Excerpts from a dataset
▬▬▬▬▬▬

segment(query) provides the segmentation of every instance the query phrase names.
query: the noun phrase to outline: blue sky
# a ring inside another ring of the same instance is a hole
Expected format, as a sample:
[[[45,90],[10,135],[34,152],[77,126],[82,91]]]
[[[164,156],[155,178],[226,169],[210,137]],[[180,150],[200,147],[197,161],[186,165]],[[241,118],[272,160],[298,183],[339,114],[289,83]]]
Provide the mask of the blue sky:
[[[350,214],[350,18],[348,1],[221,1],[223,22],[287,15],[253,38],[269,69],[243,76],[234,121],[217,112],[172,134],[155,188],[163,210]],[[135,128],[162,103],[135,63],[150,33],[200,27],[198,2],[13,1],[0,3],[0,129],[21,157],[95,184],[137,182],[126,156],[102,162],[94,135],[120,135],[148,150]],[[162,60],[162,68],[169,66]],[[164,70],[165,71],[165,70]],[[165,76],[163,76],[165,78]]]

▬▬▬▬▬▬

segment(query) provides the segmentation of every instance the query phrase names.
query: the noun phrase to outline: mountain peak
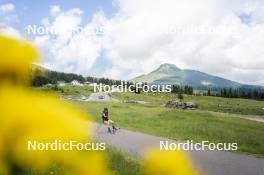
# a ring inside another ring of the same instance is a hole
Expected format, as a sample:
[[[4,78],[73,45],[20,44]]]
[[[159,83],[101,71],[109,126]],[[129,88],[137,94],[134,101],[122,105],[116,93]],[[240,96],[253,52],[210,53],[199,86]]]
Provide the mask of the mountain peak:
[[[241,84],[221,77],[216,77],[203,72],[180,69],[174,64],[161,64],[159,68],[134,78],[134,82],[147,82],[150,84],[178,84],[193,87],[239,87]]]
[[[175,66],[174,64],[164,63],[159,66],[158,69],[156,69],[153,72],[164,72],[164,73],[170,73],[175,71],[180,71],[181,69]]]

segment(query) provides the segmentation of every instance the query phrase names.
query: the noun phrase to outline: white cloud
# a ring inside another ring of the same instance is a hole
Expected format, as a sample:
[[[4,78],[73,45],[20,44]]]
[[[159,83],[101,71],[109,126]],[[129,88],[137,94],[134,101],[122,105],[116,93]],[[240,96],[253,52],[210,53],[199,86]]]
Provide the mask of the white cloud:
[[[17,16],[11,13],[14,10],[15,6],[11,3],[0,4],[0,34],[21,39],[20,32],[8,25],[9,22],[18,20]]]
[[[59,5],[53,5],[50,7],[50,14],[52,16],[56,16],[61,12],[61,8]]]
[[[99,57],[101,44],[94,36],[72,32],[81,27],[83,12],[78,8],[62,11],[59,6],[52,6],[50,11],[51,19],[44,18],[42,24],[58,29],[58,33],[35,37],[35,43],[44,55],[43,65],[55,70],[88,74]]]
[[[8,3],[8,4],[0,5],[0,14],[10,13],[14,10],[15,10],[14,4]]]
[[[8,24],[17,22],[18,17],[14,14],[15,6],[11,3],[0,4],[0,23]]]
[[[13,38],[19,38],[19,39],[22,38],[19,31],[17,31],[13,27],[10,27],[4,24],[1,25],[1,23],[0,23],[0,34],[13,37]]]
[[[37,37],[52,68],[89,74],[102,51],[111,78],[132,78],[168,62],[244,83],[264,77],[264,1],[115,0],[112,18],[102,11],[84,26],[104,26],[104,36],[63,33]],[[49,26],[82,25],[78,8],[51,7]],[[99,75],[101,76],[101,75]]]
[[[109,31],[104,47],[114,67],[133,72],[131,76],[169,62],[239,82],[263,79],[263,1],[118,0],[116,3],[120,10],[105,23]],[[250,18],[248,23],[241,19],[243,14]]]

▬▬▬▬▬▬

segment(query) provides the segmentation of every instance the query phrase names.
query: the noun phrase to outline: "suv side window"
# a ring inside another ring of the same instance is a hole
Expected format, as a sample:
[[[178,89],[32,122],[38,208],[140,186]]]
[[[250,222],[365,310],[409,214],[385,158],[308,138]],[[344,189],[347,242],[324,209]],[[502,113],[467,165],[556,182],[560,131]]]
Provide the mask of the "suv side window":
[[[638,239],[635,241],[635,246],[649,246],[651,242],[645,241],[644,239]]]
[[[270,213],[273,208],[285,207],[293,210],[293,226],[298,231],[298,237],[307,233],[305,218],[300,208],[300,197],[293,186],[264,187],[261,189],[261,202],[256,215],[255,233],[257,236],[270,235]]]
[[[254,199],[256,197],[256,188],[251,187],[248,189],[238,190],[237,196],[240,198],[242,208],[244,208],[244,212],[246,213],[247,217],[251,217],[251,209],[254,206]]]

▬▬▬▬▬▬

Count the lines above that contain "noun" and reply with the figure alone.

4